Tujuan 1 =
Saring baris data yang memuat kata "above", lalu salin setiap baris itu.

Kutipan tersedia =
↓

Seni pertunjukan Jathilan, khususnya yang dibawakan oleh kelompok sekelas Turonggo Wahyu Budoyo, merupakan sebuah manifestasi seni rakyat yang tumbuh subur di wilayah Jawa Tengah dan Yogyakarta, meskipun pengaruhnya meluas hingga Jawa Timur. Istilah ‘Turonggo’ merujuk pada kuda, simbol kecepatan, kekuatan, dan kesetiaan. ‘Wahyu’ mencerminkan anugerah atau petunjuk ilahi, sementara ‘Budoyo’ adalah budaya atau peradaban. Secara harfiah, nama kelompok ini mengandung cita-cita untuk menjadi wadah pelestarian budaya yang mendapat restu atau petunjuk spiritual. Inilah fondasi spiritual yang membedakan TWB dari banyak kelompok kesenian sejenis, menjadikannya sebuah ritual sekaligus hiburan yang penuh makna.

↑

Baris dari sebuah dataset =
↓

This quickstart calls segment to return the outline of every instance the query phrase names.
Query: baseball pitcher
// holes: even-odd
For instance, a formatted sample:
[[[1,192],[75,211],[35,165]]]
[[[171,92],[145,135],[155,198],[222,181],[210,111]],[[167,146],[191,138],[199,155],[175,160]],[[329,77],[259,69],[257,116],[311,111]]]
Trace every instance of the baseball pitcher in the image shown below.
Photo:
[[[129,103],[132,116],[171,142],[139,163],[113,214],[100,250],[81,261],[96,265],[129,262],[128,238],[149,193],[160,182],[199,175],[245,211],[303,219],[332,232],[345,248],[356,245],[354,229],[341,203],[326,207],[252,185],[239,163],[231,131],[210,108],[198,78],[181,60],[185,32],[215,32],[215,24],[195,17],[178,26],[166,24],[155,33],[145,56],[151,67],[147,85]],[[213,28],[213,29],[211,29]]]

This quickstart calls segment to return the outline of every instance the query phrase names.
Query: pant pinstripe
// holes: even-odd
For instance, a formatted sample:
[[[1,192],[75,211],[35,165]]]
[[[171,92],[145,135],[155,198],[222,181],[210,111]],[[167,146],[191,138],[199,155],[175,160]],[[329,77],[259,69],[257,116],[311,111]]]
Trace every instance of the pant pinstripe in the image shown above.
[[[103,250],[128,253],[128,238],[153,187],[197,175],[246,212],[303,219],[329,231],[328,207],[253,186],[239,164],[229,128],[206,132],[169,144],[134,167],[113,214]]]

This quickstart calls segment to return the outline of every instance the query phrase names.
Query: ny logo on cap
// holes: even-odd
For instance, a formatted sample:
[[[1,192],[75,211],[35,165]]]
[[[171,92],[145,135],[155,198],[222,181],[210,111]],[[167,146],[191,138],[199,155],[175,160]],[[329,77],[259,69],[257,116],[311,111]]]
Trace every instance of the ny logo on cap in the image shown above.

↑

Tujuan 2 =
Jawab pertanyaan berikut berdasarkan kutipan tentang Jathilan.
(a) Di wilayah mana seni pertunjukan ini disebut tumbuh subur?
(b) Kuda menjadi simbol apa saja?
(c) Apa arti kata ‘Budoyo’?

Jawaban tertulis 1 =
Trace every instance of the pant pinstripe in the image shown above.
Trace every instance of the ny logo on cap in the image shown above.

Jawaban tertulis 2 =
(a) Di Jawa Tengah dan Yogyakarta.
(b) Kecepatan, kekuatan, dan kesetiaan.
(c) Budaya atau peradaban.